■ **Source**
######
Sunday, June 26, 2011


As we continue to explore the Las Perlas islands in the Panama Gulf, we pulled anchor and motored as there was no wind and set anchor at beautiful Contadora Island (N08°38.076' W079°02.120') about 3.5 hours later on June 24th. We decided to treat ourselves and go out for a nice supper to celebrate my late birthday and Jordan's early birthday. Upon arriving to shore, we discovered the most beautiful beach that we have yet to set foot upon in all of Panama.

How to describe this fabulous golden sand???

We walked to a nice restaurant and discovered that lobster was listed for $40. What a difference from the fabulous lobster that I had at Boca Chica for only $7.45! But we each had a great meal and a very enjoyable evening out with a beautiful calm starry night, watching the bright fireflies flit around.

The following day, we went ashore once again to walk around the island, which we covered a great deal of. We found only a couple of grocery stores but lots of restaurants and hotels/resorts. We also saw a lot of high-end homes as this is where many folks from Panama City have a second home. We can see why as it's a very tranquil island plus it has an airplane runway with regular flights just up from the beach and ferry service from the City.

Sunday morning we had great snorkelling right off the boat. We saw white coral (kind of resembled brain coral) and regular reddish coral. Plus 1 very long needle-nose fish and so many coloured fish. A real bonus was spotting 2 rays swimming below us - 1 was quite large - and we noticed that they followed us for a bit as we swam around.

1 of 2 rays - Wow!

The wind really blew strongly all night. We kept checking to see if our anchor was holding and it seemed to be doing great.

Thursday, June 23, 2011

Las Perlas

After motoring for the entire 1.5-day voyage from Naranjo Cove, the wind finally started to blow - 5 minutes before anchoring! We are now in the group of about 200 islands called Las Perlas. Our first stop was at one called Isla del Rey, which is actually the largest of the Perlas, where we set anchor at 14:00 (N08°13.896' W078°54.186') on the 21st of June. There was only 1 other boat here, a rather large commercial boat.

The island has 2 small villages and several beaches. We noticed an unusual sight - a barge on shore. The tide had gone out and it was high and dry but not before the surf had manoeuvred it crossways to the waves...

We went for a walk the next day by an old airplane runway. Looking down at the beach, it was so different than the other side of the island which was smooth and sandy. The beach area on this side was covered in large rocks and crashing waves.

Later, back at Sea Turtle, we watched as the barge successfully made it off shore and motored away. Just in time, as then it began to rain and continued all throughout the night with thunder and lightning.

On June 23rd, we continued our travels with little wind from behind. So up went the spinnaker, then finished off with the genoa to the anchorage 5 hours later, dropping the hook without even turning on the motor. We anchored at beautiful Isla del Espiritu Santo (N08°25.811' W078°51.347').
######
■ **Your tasks**
1 – According to the blog post, which island is the largest of Las Perlas?
2 – Copy the blog post word for word, from "As we continue" up to and including "all of Panama.".
The listing is separate material and has nothing to do with the blog post.

■ **Collected data**
######
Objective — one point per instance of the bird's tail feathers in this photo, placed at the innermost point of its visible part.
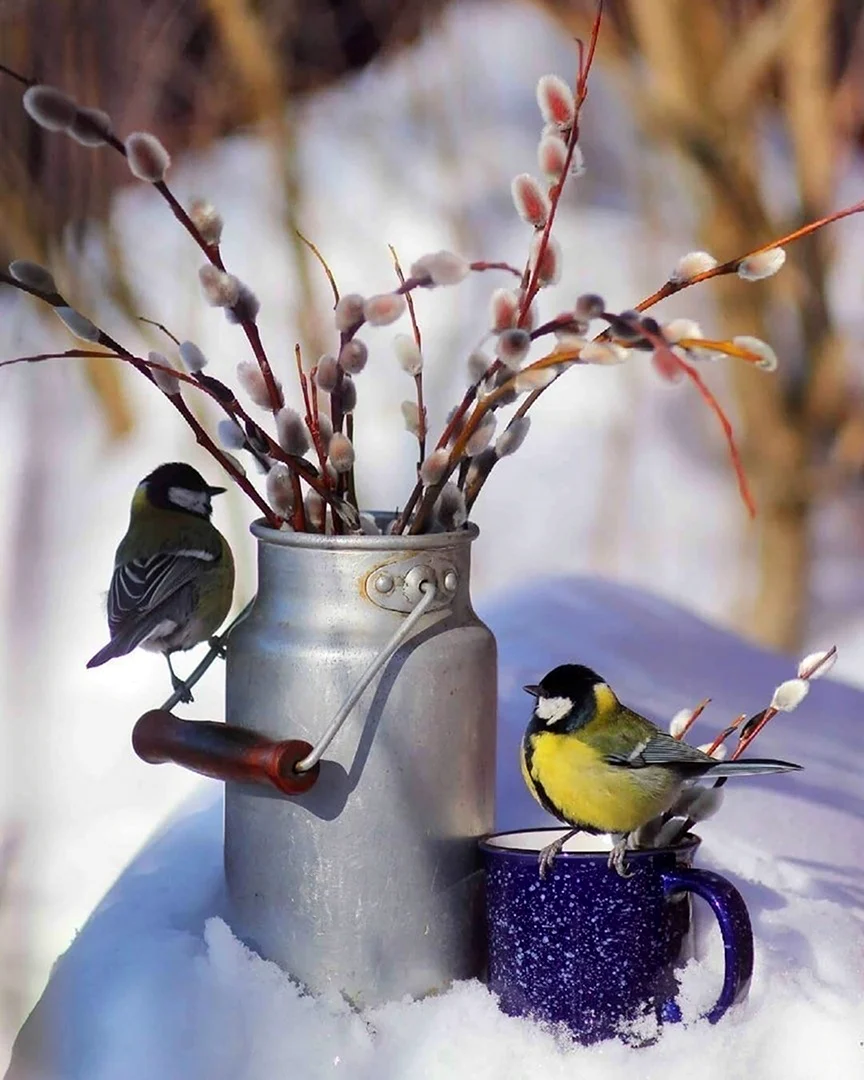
######
■ **Results in order**
1 – Isla del Rey

2 –
As we continue to explore the Las Perlas islands in the Panama Gulf, we pulled anchor and motored as there was no wind and set anchor at beautiful Contadora Island (N08°38.076' W079°02.120') about 3.5 hours later on June 24th. We decided to treat ourselves and go out for a nice supper to celebrate my late birthday and Jordan's early birthday. Upon arriving to shore, we discovered the most beautiful beach that we have yet to set foot upon in all of Panama.